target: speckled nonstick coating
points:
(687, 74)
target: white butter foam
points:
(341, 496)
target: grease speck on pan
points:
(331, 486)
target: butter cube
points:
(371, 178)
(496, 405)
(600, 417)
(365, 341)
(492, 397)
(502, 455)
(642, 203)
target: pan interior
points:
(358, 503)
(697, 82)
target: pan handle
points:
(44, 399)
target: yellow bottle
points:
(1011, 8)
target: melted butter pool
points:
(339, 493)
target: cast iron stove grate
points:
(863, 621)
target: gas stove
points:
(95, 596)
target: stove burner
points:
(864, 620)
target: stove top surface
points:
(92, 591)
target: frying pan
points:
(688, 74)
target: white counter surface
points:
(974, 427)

What is expected » For every line above that includes the word "stove", return the line.

Task output »
target: cast iron stove grate
target: gas stove
target: stove burner
target: stove top surface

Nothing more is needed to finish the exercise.